● Supplied entries
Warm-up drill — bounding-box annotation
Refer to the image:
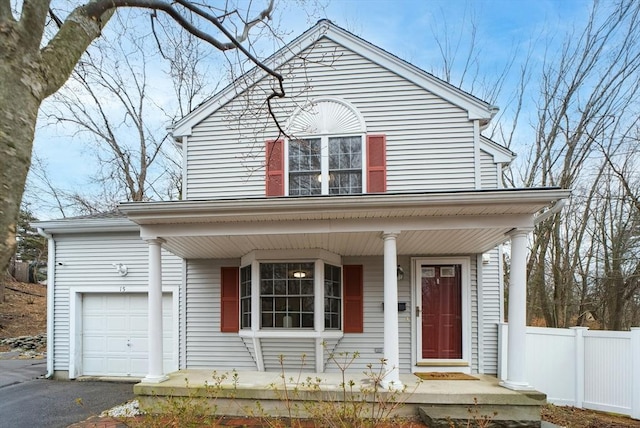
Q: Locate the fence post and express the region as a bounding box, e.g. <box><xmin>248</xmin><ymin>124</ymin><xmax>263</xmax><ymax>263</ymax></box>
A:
<box><xmin>631</xmin><ymin>327</ymin><xmax>640</xmax><ymax>419</ymax></box>
<box><xmin>571</xmin><ymin>327</ymin><xmax>589</xmax><ymax>409</ymax></box>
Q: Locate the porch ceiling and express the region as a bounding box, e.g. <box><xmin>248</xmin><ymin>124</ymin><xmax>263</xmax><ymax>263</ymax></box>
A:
<box><xmin>120</xmin><ymin>189</ymin><xmax>569</xmax><ymax>258</ymax></box>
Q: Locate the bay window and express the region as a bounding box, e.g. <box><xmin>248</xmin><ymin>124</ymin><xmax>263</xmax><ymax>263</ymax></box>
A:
<box><xmin>239</xmin><ymin>254</ymin><xmax>342</xmax><ymax>330</ymax></box>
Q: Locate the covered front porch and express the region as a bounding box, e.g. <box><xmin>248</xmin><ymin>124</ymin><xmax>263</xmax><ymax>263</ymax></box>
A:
<box><xmin>134</xmin><ymin>369</ymin><xmax>545</xmax><ymax>427</ymax></box>
<box><xmin>121</xmin><ymin>189</ymin><xmax>568</xmax><ymax>390</ymax></box>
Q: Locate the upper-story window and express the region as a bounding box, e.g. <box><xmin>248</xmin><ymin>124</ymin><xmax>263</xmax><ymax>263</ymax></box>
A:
<box><xmin>288</xmin><ymin>136</ymin><xmax>362</xmax><ymax>196</ymax></box>
<box><xmin>265</xmin><ymin>98</ymin><xmax>387</xmax><ymax>196</ymax></box>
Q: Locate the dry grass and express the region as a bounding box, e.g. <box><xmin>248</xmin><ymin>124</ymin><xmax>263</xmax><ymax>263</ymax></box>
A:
<box><xmin>542</xmin><ymin>404</ymin><xmax>640</xmax><ymax>428</ymax></box>
<box><xmin>0</xmin><ymin>281</ymin><xmax>47</xmax><ymax>352</ymax></box>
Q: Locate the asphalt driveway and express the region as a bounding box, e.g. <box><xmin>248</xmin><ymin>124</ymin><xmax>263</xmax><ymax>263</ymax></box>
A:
<box><xmin>0</xmin><ymin>360</ymin><xmax>134</xmax><ymax>428</ymax></box>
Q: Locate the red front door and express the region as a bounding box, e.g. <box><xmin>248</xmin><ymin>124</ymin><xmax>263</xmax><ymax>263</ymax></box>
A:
<box><xmin>420</xmin><ymin>265</ymin><xmax>462</xmax><ymax>359</ymax></box>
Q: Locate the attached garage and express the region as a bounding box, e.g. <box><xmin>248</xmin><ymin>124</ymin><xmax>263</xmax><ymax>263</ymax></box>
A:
<box><xmin>80</xmin><ymin>293</ymin><xmax>177</xmax><ymax>377</ymax></box>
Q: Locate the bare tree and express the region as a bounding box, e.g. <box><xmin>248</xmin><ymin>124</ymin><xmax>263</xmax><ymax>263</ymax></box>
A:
<box><xmin>521</xmin><ymin>1</ymin><xmax>640</xmax><ymax>327</ymax></box>
<box><xmin>0</xmin><ymin>0</ymin><xmax>284</xmax><ymax>271</ymax></box>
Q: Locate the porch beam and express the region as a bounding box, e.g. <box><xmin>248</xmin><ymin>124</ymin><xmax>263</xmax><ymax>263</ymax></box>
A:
<box><xmin>500</xmin><ymin>228</ymin><xmax>533</xmax><ymax>390</ymax></box>
<box><xmin>381</xmin><ymin>232</ymin><xmax>402</xmax><ymax>390</ymax></box>
<box><xmin>140</xmin><ymin>214</ymin><xmax>533</xmax><ymax>237</ymax></box>
<box><xmin>143</xmin><ymin>238</ymin><xmax>168</xmax><ymax>383</ymax></box>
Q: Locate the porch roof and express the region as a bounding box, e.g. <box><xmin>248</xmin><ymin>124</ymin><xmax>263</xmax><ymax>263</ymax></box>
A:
<box><xmin>119</xmin><ymin>188</ymin><xmax>569</xmax><ymax>258</ymax></box>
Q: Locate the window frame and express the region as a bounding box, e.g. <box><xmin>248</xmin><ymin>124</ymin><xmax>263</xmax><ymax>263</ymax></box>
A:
<box><xmin>238</xmin><ymin>250</ymin><xmax>345</xmax><ymax>334</ymax></box>
<box><xmin>283</xmin><ymin>133</ymin><xmax>368</xmax><ymax>196</ymax></box>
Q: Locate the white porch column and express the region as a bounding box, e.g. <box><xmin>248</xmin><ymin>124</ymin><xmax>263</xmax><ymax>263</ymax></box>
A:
<box><xmin>381</xmin><ymin>232</ymin><xmax>402</xmax><ymax>389</ymax></box>
<box><xmin>143</xmin><ymin>238</ymin><xmax>168</xmax><ymax>383</ymax></box>
<box><xmin>501</xmin><ymin>229</ymin><xmax>532</xmax><ymax>390</ymax></box>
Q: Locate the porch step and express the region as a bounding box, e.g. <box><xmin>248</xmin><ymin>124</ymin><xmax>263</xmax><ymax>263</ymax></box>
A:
<box><xmin>418</xmin><ymin>404</ymin><xmax>541</xmax><ymax>428</ymax></box>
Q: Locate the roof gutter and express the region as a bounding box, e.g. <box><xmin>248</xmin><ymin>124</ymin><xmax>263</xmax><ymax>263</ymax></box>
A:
<box><xmin>533</xmin><ymin>199</ymin><xmax>567</xmax><ymax>226</ymax></box>
<box><xmin>37</xmin><ymin>227</ymin><xmax>56</xmax><ymax>379</ymax></box>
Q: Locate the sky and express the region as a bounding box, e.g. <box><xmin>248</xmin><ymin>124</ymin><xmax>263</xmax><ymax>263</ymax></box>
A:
<box><xmin>30</xmin><ymin>0</ymin><xmax>591</xmax><ymax>220</ymax></box>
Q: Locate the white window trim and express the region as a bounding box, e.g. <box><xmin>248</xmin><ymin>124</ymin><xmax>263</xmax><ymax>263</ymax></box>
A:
<box><xmin>239</xmin><ymin>249</ymin><xmax>344</xmax><ymax>339</ymax></box>
<box><xmin>284</xmin><ymin>133</ymin><xmax>368</xmax><ymax>196</ymax></box>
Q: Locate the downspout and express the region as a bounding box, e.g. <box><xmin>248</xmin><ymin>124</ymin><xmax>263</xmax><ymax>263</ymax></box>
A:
<box><xmin>533</xmin><ymin>199</ymin><xmax>567</xmax><ymax>226</ymax></box>
<box><xmin>38</xmin><ymin>227</ymin><xmax>56</xmax><ymax>379</ymax></box>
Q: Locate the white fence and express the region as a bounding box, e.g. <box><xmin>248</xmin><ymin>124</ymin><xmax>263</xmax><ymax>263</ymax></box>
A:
<box><xmin>498</xmin><ymin>324</ymin><xmax>640</xmax><ymax>419</ymax></box>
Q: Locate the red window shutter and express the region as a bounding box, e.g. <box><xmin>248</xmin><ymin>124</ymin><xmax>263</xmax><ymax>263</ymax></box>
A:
<box><xmin>265</xmin><ymin>140</ymin><xmax>284</xmax><ymax>196</ymax></box>
<box><xmin>367</xmin><ymin>135</ymin><xmax>387</xmax><ymax>193</ymax></box>
<box><xmin>342</xmin><ymin>265</ymin><xmax>364</xmax><ymax>333</ymax></box>
<box><xmin>220</xmin><ymin>267</ymin><xmax>240</xmax><ymax>333</ymax></box>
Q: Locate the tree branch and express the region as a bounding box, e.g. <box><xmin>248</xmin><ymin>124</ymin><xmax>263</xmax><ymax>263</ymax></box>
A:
<box><xmin>0</xmin><ymin>0</ymin><xmax>16</xmax><ymax>22</ymax></box>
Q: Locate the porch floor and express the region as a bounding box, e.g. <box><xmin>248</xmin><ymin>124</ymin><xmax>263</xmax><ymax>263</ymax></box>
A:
<box><xmin>134</xmin><ymin>370</ymin><xmax>546</xmax><ymax>426</ymax></box>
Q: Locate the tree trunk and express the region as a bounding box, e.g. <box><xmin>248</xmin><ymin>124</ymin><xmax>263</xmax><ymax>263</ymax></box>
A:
<box><xmin>0</xmin><ymin>58</ymin><xmax>42</xmax><ymax>272</ymax></box>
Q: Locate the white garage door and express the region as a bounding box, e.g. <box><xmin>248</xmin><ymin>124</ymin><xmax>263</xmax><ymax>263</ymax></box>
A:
<box><xmin>82</xmin><ymin>293</ymin><xmax>177</xmax><ymax>377</ymax></box>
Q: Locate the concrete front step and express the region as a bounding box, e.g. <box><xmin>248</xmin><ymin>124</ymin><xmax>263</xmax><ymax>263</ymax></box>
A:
<box><xmin>418</xmin><ymin>404</ymin><xmax>540</xmax><ymax>428</ymax></box>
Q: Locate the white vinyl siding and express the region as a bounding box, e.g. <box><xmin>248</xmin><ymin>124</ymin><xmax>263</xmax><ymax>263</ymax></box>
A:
<box><xmin>186</xmin><ymin>39</ymin><xmax>475</xmax><ymax>199</ymax></box>
<box><xmin>185</xmin><ymin>259</ymin><xmax>256</xmax><ymax>370</ymax></box>
<box><xmin>480</xmin><ymin>150</ymin><xmax>500</xmax><ymax>189</ymax></box>
<box><xmin>325</xmin><ymin>257</ymin><xmax>411</xmax><ymax>373</ymax></box>
<box><xmin>481</xmin><ymin>247</ymin><xmax>503</xmax><ymax>374</ymax></box>
<box><xmin>53</xmin><ymin>232</ymin><xmax>182</xmax><ymax>371</ymax></box>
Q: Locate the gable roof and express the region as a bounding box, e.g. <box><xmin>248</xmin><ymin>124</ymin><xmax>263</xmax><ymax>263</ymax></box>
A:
<box><xmin>480</xmin><ymin>135</ymin><xmax>516</xmax><ymax>164</ymax></box>
<box><xmin>171</xmin><ymin>20</ymin><xmax>497</xmax><ymax>138</ymax></box>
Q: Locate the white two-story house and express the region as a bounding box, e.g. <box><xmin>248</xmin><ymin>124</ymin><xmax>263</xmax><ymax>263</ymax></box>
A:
<box><xmin>39</xmin><ymin>21</ymin><xmax>568</xmax><ymax>389</ymax></box>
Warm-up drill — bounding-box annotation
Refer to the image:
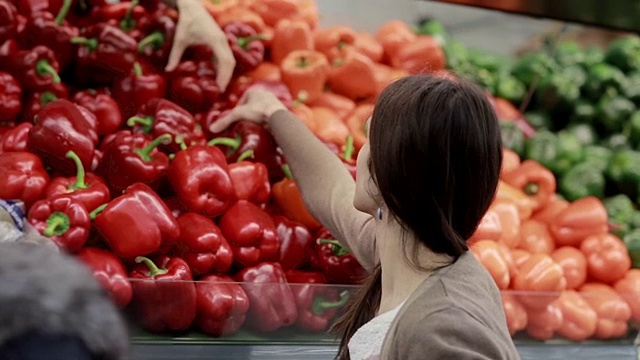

● What is expected
Pick out every line of the items above that contains the word "garage", and copy each one in full.

● Result below
Q: Locate the attached garage and express the region as a bounding box, e.g. <box><xmin>248</xmin><ymin>124</ymin><xmax>263</xmax><ymax>263</ymax></box>
Q: Locate the white garage door and express the region as a bounding box, e.g. <box><xmin>248</xmin><ymin>124</ymin><xmax>263</xmax><ymax>263</ymax></box>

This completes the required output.